- BRANO CITATO:
::::::::::
Sinodo. Reyes Sequera (Venezuela): gli indigeni vedono la Chiesa come alleata
Alessandro Di Bussolo – Città del Vaticano
Tra i primi ad intervenire nell’aula del Sinodo, nel corso della seconda congregazione dell’Assemblea speciale per la Regione panamazzonica, monsignor Jonny Eduardo Reyes Sequera, vicario apostolico di Puerto Ayacucho, nell’Amazzonia venezuelana, salesiano, sottolinea a “Vatican News” il valore delle assemblee pre-sinodali tenute nella sua vastissima diocesi, 184 mila chilometri quadrati.
R.- Questo Sinodo ha avuto una preparazione molto bella, che ci ha permesso di ascoltare le comunità. Qui dobbiamo quindi essere rappresentanti di quello che loro ci hanno detto, di quei sogni, di quelle aspettative, di quelle problematiche che ci hanno descritto. E allora noi vescovi, qui, dobbiamo sentirci proprio – come diceva proprio il cardinale Hummes – rappresentanti di queste persone che non sono state mai ascoltate e piuttosto sono state messe da parte dalla società e che ne soffrono.
Nel suo intervento di ieri, quali punti ha toccato?
R. – Ho fatto un intervento piuttosto metodologico; ho chiesto di non mettere tanto l’accento sulla prima parte della situazione dell’Amazzonia, perché su quella abbiamo tante informazioni e possiamo leggerne tanto in internet. Piuttosto, approfondire i problemi pastorali: l’evangelizzazione, la scarsità delle vocazioni, la vocazione ai ministeri laicali all’interno delle comunità, la situazione anche di vita, di vita piena delle nostre comunità … Quelli sono problemi veramente molto forti.
Cosa le ha chiesto la comunità della sua diocesi e quali sono le aspettative che hanno su questo Sinodo?
::::::::::
- INSIEME DI RECORD:
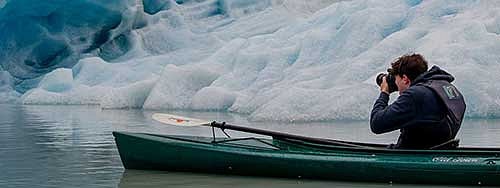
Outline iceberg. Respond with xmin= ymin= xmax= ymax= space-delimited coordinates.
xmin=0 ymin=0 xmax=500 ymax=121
::::::::::
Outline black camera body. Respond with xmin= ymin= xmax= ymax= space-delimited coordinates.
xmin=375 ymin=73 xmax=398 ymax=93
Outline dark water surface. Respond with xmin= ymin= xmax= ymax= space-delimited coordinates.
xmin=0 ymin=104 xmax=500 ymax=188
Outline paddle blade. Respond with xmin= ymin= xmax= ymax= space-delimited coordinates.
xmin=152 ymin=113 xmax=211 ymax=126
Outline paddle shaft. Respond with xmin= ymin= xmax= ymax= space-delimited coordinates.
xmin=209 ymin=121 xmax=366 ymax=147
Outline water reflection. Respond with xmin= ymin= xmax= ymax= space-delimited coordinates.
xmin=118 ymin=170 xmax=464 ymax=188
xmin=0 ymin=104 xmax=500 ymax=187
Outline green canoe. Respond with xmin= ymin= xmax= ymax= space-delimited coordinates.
::::::::::
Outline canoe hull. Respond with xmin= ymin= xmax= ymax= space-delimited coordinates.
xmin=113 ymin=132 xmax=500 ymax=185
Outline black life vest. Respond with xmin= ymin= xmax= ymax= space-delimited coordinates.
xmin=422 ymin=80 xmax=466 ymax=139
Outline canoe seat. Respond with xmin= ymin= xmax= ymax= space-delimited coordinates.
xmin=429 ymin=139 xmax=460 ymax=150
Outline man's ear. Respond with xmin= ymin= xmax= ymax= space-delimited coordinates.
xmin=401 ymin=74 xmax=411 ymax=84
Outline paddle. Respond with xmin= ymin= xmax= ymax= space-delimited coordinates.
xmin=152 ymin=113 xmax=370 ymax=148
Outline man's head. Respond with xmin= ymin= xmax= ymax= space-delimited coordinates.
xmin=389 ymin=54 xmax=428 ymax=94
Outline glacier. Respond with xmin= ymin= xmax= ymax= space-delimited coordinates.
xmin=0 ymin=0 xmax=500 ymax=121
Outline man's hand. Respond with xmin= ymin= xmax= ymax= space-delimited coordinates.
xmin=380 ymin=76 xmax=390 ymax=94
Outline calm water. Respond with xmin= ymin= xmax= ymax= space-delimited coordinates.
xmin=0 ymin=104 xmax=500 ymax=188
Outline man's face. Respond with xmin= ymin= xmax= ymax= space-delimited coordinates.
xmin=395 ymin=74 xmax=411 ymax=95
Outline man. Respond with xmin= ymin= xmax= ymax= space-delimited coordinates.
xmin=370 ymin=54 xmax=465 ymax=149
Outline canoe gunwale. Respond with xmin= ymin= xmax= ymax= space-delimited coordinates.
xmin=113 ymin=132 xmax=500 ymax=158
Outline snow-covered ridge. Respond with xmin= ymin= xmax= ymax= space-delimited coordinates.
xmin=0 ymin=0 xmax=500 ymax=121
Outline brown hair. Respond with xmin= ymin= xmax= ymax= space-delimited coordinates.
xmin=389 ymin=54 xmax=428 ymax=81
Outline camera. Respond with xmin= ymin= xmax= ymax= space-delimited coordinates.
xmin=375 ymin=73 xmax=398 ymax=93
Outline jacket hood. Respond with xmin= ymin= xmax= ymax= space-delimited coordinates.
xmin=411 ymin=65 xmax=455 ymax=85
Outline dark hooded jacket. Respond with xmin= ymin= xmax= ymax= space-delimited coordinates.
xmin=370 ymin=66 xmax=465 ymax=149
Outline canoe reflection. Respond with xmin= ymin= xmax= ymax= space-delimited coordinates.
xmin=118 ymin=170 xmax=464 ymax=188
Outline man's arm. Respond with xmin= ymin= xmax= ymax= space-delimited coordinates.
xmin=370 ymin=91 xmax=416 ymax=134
::::::::::
- COMPITO DA SVOLGERE: Prosegui l'intervista a monsignor Reyes Sequera sul Sinodo per l'Amazzonia subito dopo l'ultima frase riportata. I record provengono da una fonte diversa.

- RISPOSTA:
R. – Come sapete, io vengo dall’Amazzonia del Venezuela: la mia diocesi è un territorio molto grande, 184 mila chilometri quadrati. E’ stata bella, la preparazione del Sinodo perché abbiamo fatto parecchie assemblee pre-sinodali e, come ci ha chiesto il Papa, noi abbiamo soltanto ascoltato la gente. Ed è stato molto bello, perché quello che noi abbiamo raccolto è proprio il sentire della nostra gente. In primo luogo, la Chiesa ha dato l’opportunità perché loro potessero parlare, esprimere tutto quello che vivono; in secondo luogo, per noi è una sfida veramente grande di potere ascoltare. Sembra semplice, ma non sempre noi missionari siamo disposti ad ascoltare, a fare silenzio e ad ascoltare l’altro, soprattutto la nostra gente, la gente povera, i nostri indigeni. Lì abbiamo dato attenzione e preso a cuore le preoccupazioni e i problemi: problemi di violenza, problemi di guerriglia, problemi di carattere economico. In Venezuela, la situazione che stiamo vivendo è veramente molto grave, con scarsità di medicinali e di cibo; questa stessa situazione nell’attività mineraria, e dei gruppi irregolari che lavorano nei posti di frontiera. Noi dobbiamo quindi farci eco di queste situazioni e condividere tra tutti noi dell’Amazzonia queste preoccupazioni e cercare di capire quel compito di cui noi, come Chiesa istituzionale dobbiamo farci carico. E’ interessante, infatti, che le comunità ci vedano come il migliore alleato nella lotta per i loro diritti.